It’s not just that I feel separate from the world. It’s that all my suffering is generated from this feeling of separateness. It’s that all of the systems in the world that I’m contributing to rely on this separation and thus unconsciously perpetuate suffering.
A Few Examples
Seeking financial independence contributes to this core separation. It says “keeping my money in the bank is better than letting it flow between sources of value."
Purchasing land exacerbates this feeling that “my land is separate from your land.”
The language I use is subtly infused with and propagates this subject-world divide.
Seeing my life and career as drudgery with the sole purpose of survival maintains that sacrificing for the survival of the separate individual is more important than pursuing larger beauty and connection with all of life.
Science is grounded on the implicit assumption that the observer is separate from the reality that it’s trying to understand.
Trying to isolate an illness and taking medicine to reduce symptoms rather than seeking to relate more healthily with the larger interdependent conditions that allowed the sickness to thrive in the first place.

- - -

• [Tasks to carry out]
A. In the text on separateness, substitute "property" for "land" in the passage between "A Few Examples" and "the first place.", inclusive.
B. According to the text on separateness, what implicit assumption is science grounded on?
The items that come after this text play no part in the work on it.

- - -

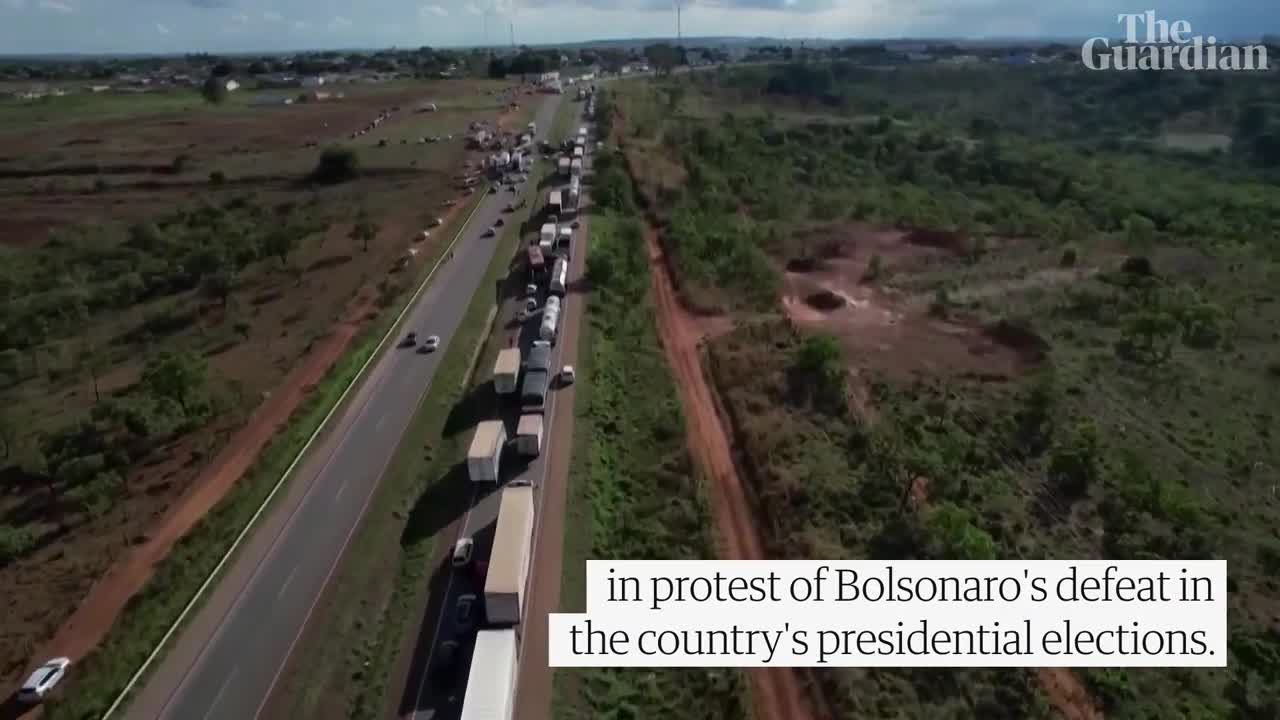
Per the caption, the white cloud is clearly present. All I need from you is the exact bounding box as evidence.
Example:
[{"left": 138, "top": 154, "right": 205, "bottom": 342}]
[{"left": 40, "top": 0, "right": 76, "bottom": 15}]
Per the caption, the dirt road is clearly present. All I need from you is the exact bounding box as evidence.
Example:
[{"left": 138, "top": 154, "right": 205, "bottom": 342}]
[{"left": 645, "top": 228, "right": 817, "bottom": 720}]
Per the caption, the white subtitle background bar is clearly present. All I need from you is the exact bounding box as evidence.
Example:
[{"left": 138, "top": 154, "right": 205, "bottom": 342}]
[{"left": 548, "top": 560, "right": 1228, "bottom": 667}]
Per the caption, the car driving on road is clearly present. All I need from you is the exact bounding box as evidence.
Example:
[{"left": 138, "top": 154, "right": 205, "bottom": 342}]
[
  {"left": 451, "top": 538, "right": 476, "bottom": 568},
  {"left": 453, "top": 593, "right": 476, "bottom": 632},
  {"left": 18, "top": 657, "right": 72, "bottom": 705}
]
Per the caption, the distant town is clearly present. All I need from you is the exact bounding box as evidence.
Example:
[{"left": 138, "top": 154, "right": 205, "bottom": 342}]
[{"left": 0, "top": 37, "right": 1280, "bottom": 101}]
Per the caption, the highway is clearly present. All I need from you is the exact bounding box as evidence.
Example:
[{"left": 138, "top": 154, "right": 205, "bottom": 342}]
[
  {"left": 399, "top": 96, "right": 594, "bottom": 720},
  {"left": 127, "top": 96, "right": 562, "bottom": 720}
]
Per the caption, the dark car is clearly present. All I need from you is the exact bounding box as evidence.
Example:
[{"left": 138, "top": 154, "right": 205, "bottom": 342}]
[
  {"left": 431, "top": 641, "right": 462, "bottom": 689},
  {"left": 453, "top": 593, "right": 476, "bottom": 633}
]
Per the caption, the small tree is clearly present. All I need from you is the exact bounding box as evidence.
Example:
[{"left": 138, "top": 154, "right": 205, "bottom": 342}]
[
  {"left": 1048, "top": 420, "right": 1102, "bottom": 500},
  {"left": 200, "top": 76, "right": 228, "bottom": 105},
  {"left": 347, "top": 208, "right": 379, "bottom": 252},
  {"left": 142, "top": 351, "right": 209, "bottom": 411},
  {"left": 262, "top": 225, "right": 302, "bottom": 265},
  {"left": 200, "top": 268, "right": 236, "bottom": 304}
]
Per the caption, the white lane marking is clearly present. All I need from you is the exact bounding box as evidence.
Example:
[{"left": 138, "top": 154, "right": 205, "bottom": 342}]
[
  {"left": 275, "top": 561, "right": 299, "bottom": 602},
  {"left": 205, "top": 666, "right": 239, "bottom": 720}
]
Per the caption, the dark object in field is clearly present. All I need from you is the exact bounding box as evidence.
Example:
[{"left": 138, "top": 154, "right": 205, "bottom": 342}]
[
  {"left": 804, "top": 290, "right": 847, "bottom": 311},
  {"left": 983, "top": 319, "right": 1050, "bottom": 363}
]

- - -

• [Answers]
A.
A Few Examples
Seeking financial independence contributes to this core separation. It says “keeping my money in the bank is better than letting it flow between sources of value."
Purchasing property exacerbates this feeling that “my property is separate from your property.”
The language I use is subtly infused with and propagates this subject-world divide.
Seeing my life and career as drudgery with the sole purpose of survival maintains that sacrificing for the survival of the separate individual is more important than pursuing larger beauty and connection with all of life.
Science is grounded on the implicit assumption that the observer is separate from the reality that it’s trying to understand.
Trying to isolate an illness and taking medicine to reduce symptoms rather than seeking to relate more healthily with the larger interdependent conditions that allowed the sickness to thrive in the first place.

B. That the observer is separate from the reality that it is trying to understand.